## BEGIN Given data
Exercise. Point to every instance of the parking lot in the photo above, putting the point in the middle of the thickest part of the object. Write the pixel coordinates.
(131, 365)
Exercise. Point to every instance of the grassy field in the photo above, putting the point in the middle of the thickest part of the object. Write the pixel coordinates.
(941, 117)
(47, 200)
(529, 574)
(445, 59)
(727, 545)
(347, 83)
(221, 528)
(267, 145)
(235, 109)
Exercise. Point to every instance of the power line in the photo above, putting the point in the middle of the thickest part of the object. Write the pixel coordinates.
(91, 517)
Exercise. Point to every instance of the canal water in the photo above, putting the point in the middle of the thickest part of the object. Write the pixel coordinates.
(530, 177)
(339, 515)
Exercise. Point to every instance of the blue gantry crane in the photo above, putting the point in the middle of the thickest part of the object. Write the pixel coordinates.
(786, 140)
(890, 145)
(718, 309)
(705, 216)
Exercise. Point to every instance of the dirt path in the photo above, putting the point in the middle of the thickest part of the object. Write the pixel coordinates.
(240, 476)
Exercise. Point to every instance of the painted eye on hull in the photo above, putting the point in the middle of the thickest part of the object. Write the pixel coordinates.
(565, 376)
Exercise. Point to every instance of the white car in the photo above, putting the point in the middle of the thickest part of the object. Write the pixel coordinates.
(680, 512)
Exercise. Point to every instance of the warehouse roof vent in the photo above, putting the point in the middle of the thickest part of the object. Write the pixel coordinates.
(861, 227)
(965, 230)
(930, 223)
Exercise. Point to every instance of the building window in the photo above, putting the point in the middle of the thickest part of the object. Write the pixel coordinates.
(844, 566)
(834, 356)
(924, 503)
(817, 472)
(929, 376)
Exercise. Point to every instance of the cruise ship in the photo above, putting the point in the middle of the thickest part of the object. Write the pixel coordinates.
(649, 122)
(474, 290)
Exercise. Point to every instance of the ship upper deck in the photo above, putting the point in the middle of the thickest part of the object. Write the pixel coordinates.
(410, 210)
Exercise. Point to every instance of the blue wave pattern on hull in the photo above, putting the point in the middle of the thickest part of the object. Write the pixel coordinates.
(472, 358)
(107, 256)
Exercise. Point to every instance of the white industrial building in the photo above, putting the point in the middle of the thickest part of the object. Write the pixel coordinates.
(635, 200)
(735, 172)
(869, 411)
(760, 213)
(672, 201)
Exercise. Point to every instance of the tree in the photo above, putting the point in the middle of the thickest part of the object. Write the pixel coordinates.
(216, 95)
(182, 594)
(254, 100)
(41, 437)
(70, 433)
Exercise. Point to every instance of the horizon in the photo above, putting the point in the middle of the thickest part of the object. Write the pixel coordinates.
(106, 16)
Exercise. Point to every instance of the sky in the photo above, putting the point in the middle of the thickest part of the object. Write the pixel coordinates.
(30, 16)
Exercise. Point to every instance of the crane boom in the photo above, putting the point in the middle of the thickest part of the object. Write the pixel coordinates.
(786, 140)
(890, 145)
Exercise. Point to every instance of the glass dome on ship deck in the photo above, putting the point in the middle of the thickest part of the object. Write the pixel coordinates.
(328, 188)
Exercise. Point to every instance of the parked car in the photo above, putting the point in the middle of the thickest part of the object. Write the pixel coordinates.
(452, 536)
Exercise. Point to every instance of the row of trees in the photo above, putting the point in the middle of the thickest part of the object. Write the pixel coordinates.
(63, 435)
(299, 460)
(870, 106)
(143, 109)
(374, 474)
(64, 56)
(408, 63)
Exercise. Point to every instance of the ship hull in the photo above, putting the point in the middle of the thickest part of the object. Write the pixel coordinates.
## END Given data
Written task: Quote every line from the line containing "Exercise. Point to every instance of the white industrial" through the closing line of the listing, including both.

Exercise output:
Exercise. Point to every instance of the white industrial building in the photo above, putting the point in the middle of the thickest part of the object. Write the pixel coordinates.
(635, 200)
(735, 172)
(869, 411)
(760, 213)
(672, 201)
Exercise. Point to every instance of the tree in the photo above, putting the point in the middle of the thickest part of the object. Write the pixel coordinates.
(216, 95)
(182, 594)
(254, 100)
(41, 437)
(70, 433)
Exercise. Point to every instance of the horizon in the photo above, putting the point in the middle of the thickest part of the object. Write the pixel coordinates.
(106, 16)
Exercise. Point to every instance of the sky in the photo above, putting the point in the middle of the thickest part of the object. Write the pixel coordinates.
(30, 16)
Exercise. Point to every instance of the crane boom in the photo above, putting the point in the middle of the thickest part of the object. Write the pixel coordinates.
(786, 140)
(890, 145)
Exercise. Point to every instance of the glass dome on ship deck in the photo above, putting the point in the middle of the thickest part of the object. Write the pixel coordinates.
(328, 188)
Exercise. Point to every instance of the parked car in the photo above, putting the point in the middle of the thickest part of the object. Write the pixel coordinates.
(452, 536)
Exercise. Point to every instance of the row of trees in the photo above, putting the point in the middle of the thickest part of the object. Write the pixel coordinates.
(63, 435)
(299, 460)
(870, 106)
(143, 109)
(374, 474)
(64, 56)
(408, 63)
Exercise. Point to every instance of the ship hull in the photo above, putting the point in the middle of the thickest part of the object. Write the pixel coordinates.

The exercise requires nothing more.